DIRECTIONS:
1. In the ammo lingo thread, what do numbers such as 115 and 124 refer to?
2. From the ammo lingo thread, retype the stretch from "FMJ - Full Metal" through "(for paper targets)".
3. Extend the ammo lingo thread past its final sentence.

>> begin PASSAGE GIVEN

# ammo lingo?



## youngvet24 (Aug 21, 2013)

Ok im having a hard time buying 9mm ammo and i refuse to pay $1 a round. So ive looked online bit wth do i get? I just want some basic target ammo. And about 50 rounds for home deffense. But i dont understand all tge lingo (i.e. FMJ, JPC; 115,124,117 gr) can someome simplify this please. Also what is a good brand for self deffense that wont cost an arm and leg? Thanks guys


----------



## TAPnRACK (Jan 30, 2013)

Here's some abbreviations:

FMJ - Full Metal Jacket (ball/practice ammo)
JHP - Jacketed Hollow Point (self defense)
SJHP - Semi-Jacketed Hollow Point
WC - Wadcutter (for paper targets)
SWC - Semi-Wadcutter
LRN - Lead Round Nose (lead bullets)
BTHP - Boat Tail Hollow Point (rifle ammo)
ACP - Auto Colt Pistol
GAP - Glock Auto Pistol
WIN - Winchester
HD - Home Defense
EDC - Every Day Carry 
LGS - Local Gun Shop/Store


The numbers (115. 124. etc) refer to the grain or "weight" of the actual bullet.

For target/range use a 115gr or 124gr FMJ round will work fine and should run you $11-16 per box of 50 rds. Using Wadcutters makes very clean holes if your really focusing on groups but is uncommon.

>> end PASSAGE GIVEN
>> begin COLLECTED MATERIAL

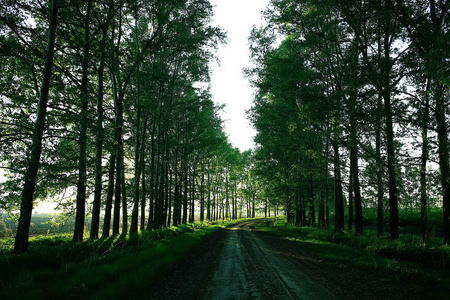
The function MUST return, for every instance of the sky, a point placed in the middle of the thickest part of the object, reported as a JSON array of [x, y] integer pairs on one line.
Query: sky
[[228, 86]]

>> end COLLECTED MATERIAL

PER-TASK OUTPUTS:
1. They refer to the grain, or weight, of the actual bullet.

2.
FMJ - Full Metal Jacket (ball/practice ammo)
JHP - Jacketed Hollow Point (self defense)
SJHP - Semi-Jacketed Hollow Point
WC - Wadcutter (for paper targets)

3.
For home defense I recommend any major brand JHP round like Hornady Critical Defence FTX. With good HD ammo your gonna pay $20-25 per box of 25rds. 

Bullet weight goes up as you go up in caliber... and many calibers have multiple bullet weights.

Hope this helps.


----------



## youngvet24 (Aug 21, 2013)

Yeah that actually helps out alot. HD for the house, FMJ fot the range essentially. You probably just saved me alot of time and money. Much apprecieated.


----------



## Cait43 (Apr 4, 2013)

To see if your local WalMart has ammunition in stock go to the following link: (Its not 100% accurate but close)
http://ammo-can.net/

Ammo Deals
Ammo Deals | Slickguns

Near real time tracking of who has ammo in stock.
GunBot find 223 5.56 AR-15 ammo in stock


----------



## youngvet24 (Aug 21, 2013)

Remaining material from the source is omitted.